Copy every row below word for word, omitting the pictures.

---------- Entries supplied ----------

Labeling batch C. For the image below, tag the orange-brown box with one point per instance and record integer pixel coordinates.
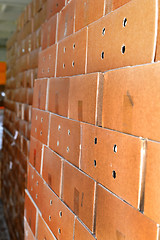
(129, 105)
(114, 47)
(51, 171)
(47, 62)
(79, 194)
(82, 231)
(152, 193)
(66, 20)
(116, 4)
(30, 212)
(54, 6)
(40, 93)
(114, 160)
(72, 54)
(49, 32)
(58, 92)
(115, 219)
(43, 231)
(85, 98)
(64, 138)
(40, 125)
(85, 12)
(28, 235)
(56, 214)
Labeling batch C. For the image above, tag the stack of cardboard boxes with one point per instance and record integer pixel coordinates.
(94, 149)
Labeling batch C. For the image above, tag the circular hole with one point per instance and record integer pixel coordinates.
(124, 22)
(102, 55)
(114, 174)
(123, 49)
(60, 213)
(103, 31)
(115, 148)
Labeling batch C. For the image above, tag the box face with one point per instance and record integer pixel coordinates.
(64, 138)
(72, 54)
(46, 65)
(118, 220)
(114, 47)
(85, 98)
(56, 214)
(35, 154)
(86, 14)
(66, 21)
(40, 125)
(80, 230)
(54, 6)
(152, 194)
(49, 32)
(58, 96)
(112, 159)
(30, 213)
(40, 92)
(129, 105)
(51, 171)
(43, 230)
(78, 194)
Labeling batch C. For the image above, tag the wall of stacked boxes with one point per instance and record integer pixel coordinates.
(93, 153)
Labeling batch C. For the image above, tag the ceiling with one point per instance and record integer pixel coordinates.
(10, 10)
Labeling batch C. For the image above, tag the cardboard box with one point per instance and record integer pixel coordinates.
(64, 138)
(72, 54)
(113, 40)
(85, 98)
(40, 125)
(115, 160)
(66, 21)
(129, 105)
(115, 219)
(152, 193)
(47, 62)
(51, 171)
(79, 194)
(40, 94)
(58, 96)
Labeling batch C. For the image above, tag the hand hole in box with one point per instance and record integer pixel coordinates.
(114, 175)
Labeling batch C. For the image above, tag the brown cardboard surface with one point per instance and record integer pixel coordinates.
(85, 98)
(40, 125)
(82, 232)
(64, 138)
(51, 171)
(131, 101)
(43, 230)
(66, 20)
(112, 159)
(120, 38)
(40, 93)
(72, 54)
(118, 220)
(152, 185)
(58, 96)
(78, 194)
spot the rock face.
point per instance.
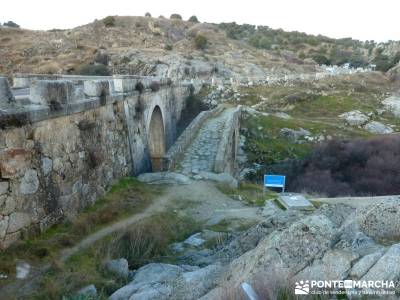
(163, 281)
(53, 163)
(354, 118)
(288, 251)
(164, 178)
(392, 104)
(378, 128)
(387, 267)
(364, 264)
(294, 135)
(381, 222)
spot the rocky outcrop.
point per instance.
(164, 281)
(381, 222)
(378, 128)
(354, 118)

----------

Worked answer:
Labeling batch C. For the image below, tag the orange-brown box with one point per instance and record integer pixel coordinates.
(129, 105)
(114, 47)
(51, 171)
(47, 62)
(79, 194)
(82, 231)
(152, 193)
(66, 20)
(116, 4)
(30, 212)
(54, 6)
(40, 93)
(114, 160)
(72, 54)
(49, 32)
(58, 92)
(115, 219)
(43, 231)
(85, 98)
(64, 138)
(40, 125)
(85, 12)
(28, 235)
(56, 214)
Labeling batch C. For the image above, tag the stack of cardboard boxes with one point per instance and record integer pixel coordinates.
(94, 149)
Labeling batch C. For the image above, tag the circular hole with one point per instance and record integer pixel coordinates.
(124, 22)
(102, 55)
(114, 174)
(123, 49)
(60, 213)
(103, 31)
(115, 148)
Labeling batch C. For the image above, tag the box face with one point per instance and record integer pixel coordinates.
(64, 138)
(72, 54)
(46, 65)
(118, 220)
(114, 47)
(85, 98)
(56, 214)
(35, 154)
(86, 14)
(66, 21)
(40, 125)
(80, 230)
(54, 6)
(152, 194)
(49, 32)
(58, 96)
(112, 159)
(30, 213)
(40, 92)
(129, 105)
(51, 171)
(43, 230)
(78, 194)
Labeling batch C. For the image above, tag the wall of stacked boxes with one point per instance and record integer pixel coordinates.
(93, 153)
Labeling batch C. For the image above, tag the ceiling with one point per instance and record integer pixel coordinates.
(10, 10)
Labeling batch C. For the image above, tag the cardboard box with one point per instance and record integer pixel coordinates.
(64, 138)
(72, 54)
(113, 40)
(85, 98)
(40, 125)
(115, 160)
(66, 21)
(129, 105)
(115, 219)
(152, 193)
(47, 62)
(51, 171)
(79, 194)
(40, 94)
(58, 96)
Labeling batch C. For the image above, tag the hand hole in box with one point per instance and record integer pixel coordinates.
(114, 175)
Labeling batch C. For the image above, tag the brown cardboard surface with one point per instance and record integer pixel coordinates.
(85, 98)
(40, 125)
(82, 232)
(64, 138)
(51, 171)
(131, 101)
(43, 230)
(66, 20)
(112, 159)
(120, 38)
(40, 93)
(72, 54)
(118, 220)
(152, 185)
(58, 96)
(78, 194)
spot the rock face.
point per instance.
(163, 281)
(53, 163)
(354, 118)
(288, 251)
(164, 178)
(392, 104)
(378, 128)
(387, 267)
(364, 264)
(294, 135)
(381, 222)
spot the rocky outcrop.
point per instance.
(164, 281)
(381, 222)
(378, 128)
(354, 118)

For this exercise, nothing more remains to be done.